● Extract provided
When I got out of the shower, I found that Jeff had used that opportunity to go to the store to get me flowers...and donuts! He said he was going to go and get me flowers anyway, so he picked up some donuts as long as he was at the store.
For one thing, I find it really sweet that he waited for me to be in the shower before he left to get me flowers (I didn't even know he had left) so he could really surprise me. Then the fact that he saw that there was this silly thing that I wanted, and he got it for me. I love that he is so willing to surprise me.
Then, when we exchanged gifts later, I opened mine to see that he had bought an Arwen Evenstar necklace (from the Lord of the Rings) for me. Totally nerdy, but it proves that he totally gets me. I've always wanted one of those necklaces, but always felt too nerdy to buy one for myself. I never even expressed this concept to Jeff, because I felt too geeky. But he just knew. Wish fulfilled. Today was a great Valentine's day with my first and only Valentine.
Friday, February 13, 2015
Disappointment
Tomorrow, I will write all about the positive side of love, but today I'm going to write about the negative. By "love," I don't just mean romantic love. I mean all love. Love for a family member, love for a dear friend, or romantic love. Love is so powerful. It can make us feel whole, complete, and filled to the brim with happiness. It can also leave us utterly destroyed and devastated. And then, of course, there's the divine love of Jesus Christ that can heal us from that devastation. So love really is a roller coaster, up and down through our whole lives. Here are some ways love can hurt:
- A loved one dies. This one is guaranteed to happen to everyone at some point in their lives. The more we love a person, the more it hurts when they're no longer with us.
- A loved one experiences pain. This can be painful to watch, especially when there is nothing we can do to alleviate that pain.
- A loved one disappoints us. We all set expectations for those we love, whether we realize it or not, and those expectations can be dashed to bits sometimes. This damage can be repaired, but it's hard.

● Written request 1
In the blog post, what necklace did Jeff buy as a gift?
● Written request 2
From the blog post, extract the stretch from "Then, when we" through "and only Valentine.".

● Entries shown

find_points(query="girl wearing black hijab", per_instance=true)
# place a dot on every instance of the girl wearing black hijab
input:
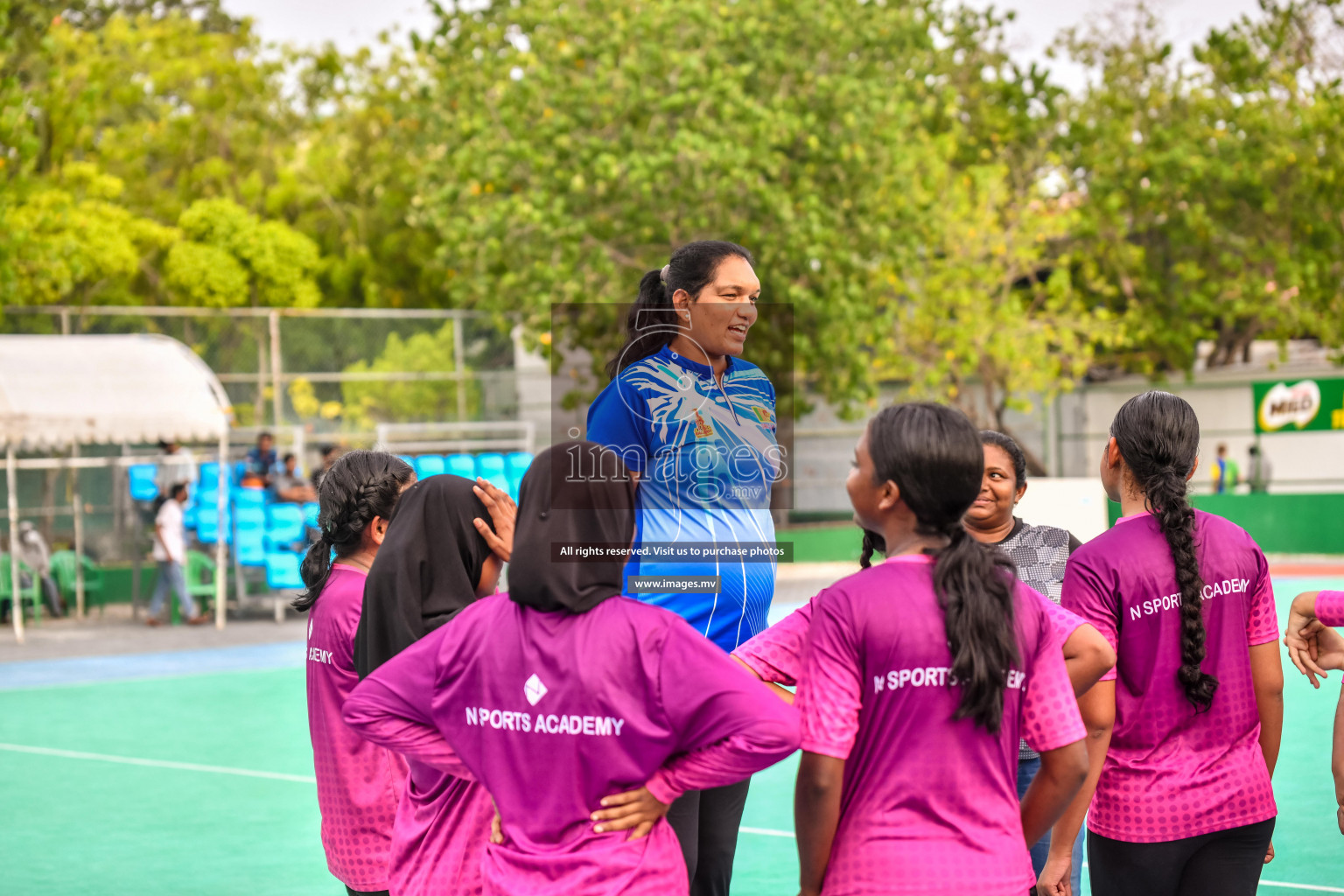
(437, 557)
(564, 693)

● Task response 1
An Arwen Evenstar necklace from the Lord of the Rings.

● Task response 2
Then, when we exchanged gifts later, I opened mine to see that he had bought an Arwen Evenstar necklace (from the Lord of the Rings) for me. Totally nerdy, but it proves that he totally gets me. I've always wanted one of those necklaces, but always felt too nerdy to buy one for myself. I never even expressed this concept to Jeff, because I felt too geeky. But he just knew. Wish fulfilled. Today was a great Valentine's day with my first and only Valentine.